■ WHAT YOU ARE ASKED TO DO:
Give back word for word every line from the one that includes "of the white" through the last line of the listing, and nothing besides.

■ DATASET EXTRACT:
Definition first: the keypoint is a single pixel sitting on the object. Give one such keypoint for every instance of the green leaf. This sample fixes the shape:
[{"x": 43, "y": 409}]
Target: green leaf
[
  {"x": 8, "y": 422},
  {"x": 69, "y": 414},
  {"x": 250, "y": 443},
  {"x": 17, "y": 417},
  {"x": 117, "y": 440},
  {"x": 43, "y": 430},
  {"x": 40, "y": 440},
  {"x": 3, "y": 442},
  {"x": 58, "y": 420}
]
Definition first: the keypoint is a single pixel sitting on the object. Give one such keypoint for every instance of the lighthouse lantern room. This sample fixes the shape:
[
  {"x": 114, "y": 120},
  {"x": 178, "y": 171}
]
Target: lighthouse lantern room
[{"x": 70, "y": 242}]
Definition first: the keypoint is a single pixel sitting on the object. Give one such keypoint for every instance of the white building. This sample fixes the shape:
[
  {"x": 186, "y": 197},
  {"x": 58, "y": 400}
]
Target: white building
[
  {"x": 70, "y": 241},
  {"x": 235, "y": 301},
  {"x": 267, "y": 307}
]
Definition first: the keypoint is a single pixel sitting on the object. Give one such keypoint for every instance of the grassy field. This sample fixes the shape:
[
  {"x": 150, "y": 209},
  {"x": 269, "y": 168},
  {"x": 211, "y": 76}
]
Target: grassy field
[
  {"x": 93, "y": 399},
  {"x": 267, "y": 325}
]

■ ANSWER SPACE:
Definition first: the keypoint is a single pixel sitting on the object. Give one such keypoint for every instance of the white building. This sample fixes the shape:
[
  {"x": 186, "y": 197},
  {"x": 58, "y": 400}
]
Target: white building
[
  {"x": 70, "y": 241},
  {"x": 235, "y": 301},
  {"x": 267, "y": 307}
]
Definition first: the keypoint is a single pixel sitting on the object. Give one such keypoint for every instance of the grassy field. This sample fixes the shape:
[
  {"x": 150, "y": 209},
  {"x": 269, "y": 168},
  {"x": 211, "y": 76}
]
Target: grassy field
[
  {"x": 93, "y": 399},
  {"x": 267, "y": 325}
]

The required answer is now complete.